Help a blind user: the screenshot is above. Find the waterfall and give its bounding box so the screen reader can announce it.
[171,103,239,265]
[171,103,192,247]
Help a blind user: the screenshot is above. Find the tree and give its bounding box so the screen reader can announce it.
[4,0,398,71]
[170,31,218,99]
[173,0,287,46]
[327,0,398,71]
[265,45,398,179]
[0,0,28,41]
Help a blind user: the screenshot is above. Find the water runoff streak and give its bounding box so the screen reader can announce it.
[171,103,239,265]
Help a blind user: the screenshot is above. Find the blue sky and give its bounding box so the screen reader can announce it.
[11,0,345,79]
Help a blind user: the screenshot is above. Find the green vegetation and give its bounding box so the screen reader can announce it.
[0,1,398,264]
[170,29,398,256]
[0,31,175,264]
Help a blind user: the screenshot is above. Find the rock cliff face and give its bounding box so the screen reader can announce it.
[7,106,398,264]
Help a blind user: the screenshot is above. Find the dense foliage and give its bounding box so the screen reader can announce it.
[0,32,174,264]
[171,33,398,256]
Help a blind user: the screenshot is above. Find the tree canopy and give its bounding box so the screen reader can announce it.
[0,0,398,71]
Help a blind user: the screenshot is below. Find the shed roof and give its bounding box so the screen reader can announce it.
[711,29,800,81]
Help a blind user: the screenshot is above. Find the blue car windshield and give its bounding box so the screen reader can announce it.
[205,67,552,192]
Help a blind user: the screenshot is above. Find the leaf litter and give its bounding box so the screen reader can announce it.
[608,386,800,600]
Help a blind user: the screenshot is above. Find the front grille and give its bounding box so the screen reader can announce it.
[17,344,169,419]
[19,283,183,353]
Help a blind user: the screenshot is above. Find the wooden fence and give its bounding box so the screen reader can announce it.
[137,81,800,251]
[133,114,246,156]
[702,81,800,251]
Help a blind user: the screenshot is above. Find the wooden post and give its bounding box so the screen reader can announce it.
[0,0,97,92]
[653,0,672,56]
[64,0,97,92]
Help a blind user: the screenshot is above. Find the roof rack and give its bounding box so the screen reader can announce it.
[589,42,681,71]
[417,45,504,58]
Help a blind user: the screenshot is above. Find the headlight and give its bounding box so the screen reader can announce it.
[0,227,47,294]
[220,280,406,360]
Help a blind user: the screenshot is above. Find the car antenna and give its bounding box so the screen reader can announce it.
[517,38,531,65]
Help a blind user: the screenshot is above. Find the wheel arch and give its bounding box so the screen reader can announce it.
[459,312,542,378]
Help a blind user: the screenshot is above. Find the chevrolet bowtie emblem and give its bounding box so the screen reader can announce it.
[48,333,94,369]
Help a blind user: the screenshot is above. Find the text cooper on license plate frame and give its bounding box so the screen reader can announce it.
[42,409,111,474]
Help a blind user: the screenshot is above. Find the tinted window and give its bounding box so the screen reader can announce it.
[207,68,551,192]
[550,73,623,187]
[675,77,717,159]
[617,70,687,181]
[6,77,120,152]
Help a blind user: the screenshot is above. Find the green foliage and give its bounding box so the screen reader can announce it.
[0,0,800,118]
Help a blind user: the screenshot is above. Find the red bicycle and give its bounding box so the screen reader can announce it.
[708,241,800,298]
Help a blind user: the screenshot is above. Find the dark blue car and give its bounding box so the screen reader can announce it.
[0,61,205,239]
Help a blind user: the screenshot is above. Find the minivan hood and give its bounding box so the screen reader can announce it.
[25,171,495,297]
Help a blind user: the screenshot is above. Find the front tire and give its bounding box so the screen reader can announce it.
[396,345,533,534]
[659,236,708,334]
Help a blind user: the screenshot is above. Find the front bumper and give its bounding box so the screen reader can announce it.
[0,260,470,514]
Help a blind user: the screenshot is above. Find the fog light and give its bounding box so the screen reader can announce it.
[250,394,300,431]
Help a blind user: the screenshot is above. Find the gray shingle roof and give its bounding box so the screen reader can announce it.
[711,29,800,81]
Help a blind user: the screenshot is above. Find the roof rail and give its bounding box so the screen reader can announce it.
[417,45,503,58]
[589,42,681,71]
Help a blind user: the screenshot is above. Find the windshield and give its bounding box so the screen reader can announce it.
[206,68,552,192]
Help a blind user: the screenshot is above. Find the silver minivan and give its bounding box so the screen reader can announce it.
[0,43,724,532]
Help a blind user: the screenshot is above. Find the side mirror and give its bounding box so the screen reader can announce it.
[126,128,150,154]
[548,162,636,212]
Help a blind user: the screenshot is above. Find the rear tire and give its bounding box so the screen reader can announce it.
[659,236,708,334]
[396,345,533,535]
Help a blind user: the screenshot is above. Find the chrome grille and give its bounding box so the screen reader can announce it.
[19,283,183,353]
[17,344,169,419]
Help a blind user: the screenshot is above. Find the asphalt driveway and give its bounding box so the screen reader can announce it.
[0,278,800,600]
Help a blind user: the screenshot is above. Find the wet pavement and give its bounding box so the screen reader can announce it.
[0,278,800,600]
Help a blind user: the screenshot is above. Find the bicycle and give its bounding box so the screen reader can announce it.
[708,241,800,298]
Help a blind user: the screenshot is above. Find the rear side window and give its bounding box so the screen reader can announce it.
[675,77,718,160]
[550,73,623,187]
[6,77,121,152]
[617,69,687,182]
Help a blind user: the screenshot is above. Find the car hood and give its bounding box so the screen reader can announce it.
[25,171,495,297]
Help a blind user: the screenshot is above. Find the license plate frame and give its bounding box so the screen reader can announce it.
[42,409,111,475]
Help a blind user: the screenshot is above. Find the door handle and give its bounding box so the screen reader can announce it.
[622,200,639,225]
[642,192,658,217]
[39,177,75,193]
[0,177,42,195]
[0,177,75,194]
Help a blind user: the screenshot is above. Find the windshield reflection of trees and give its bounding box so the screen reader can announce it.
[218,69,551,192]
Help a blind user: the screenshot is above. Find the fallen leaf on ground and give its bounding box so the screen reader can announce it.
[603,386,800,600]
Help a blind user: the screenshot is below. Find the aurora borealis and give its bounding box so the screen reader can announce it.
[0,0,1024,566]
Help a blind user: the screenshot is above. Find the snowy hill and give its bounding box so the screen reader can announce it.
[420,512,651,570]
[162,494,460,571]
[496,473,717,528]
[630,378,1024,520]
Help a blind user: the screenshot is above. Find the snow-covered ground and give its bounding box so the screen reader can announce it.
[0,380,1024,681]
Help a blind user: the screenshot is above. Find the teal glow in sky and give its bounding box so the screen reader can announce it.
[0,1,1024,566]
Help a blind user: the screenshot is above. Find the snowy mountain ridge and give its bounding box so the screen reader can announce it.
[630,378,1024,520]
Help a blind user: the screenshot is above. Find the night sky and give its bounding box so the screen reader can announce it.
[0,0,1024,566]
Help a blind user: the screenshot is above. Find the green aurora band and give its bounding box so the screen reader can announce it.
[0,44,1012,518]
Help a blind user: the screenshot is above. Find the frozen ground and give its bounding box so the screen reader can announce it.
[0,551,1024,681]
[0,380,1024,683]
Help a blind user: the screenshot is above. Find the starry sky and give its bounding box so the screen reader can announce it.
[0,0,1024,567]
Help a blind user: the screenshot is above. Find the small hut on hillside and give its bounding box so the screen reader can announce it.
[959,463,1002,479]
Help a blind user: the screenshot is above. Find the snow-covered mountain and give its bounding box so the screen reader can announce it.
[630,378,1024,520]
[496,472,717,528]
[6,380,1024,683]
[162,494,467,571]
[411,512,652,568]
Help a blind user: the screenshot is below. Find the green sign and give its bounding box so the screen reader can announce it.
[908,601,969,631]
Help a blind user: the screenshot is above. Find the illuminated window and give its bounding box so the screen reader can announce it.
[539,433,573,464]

TASK BRIEF - Identify every line in the rows above that contains the word "window", and copy each of those lines. Matching is case-sensitive.

ANSWER TO THIS PROBLEM -
Help a blind user: the screenshot is above. Find the tinted window and give its bounding box so the screen reader can announce it.
Help a blind user: the screenshot is above. Find the rear side window and give its bounding box so the screen reader can announce it.
Help a blind user: the screenshot is above. Find the illuminated window and give its bounding box so the screen reader can announce it.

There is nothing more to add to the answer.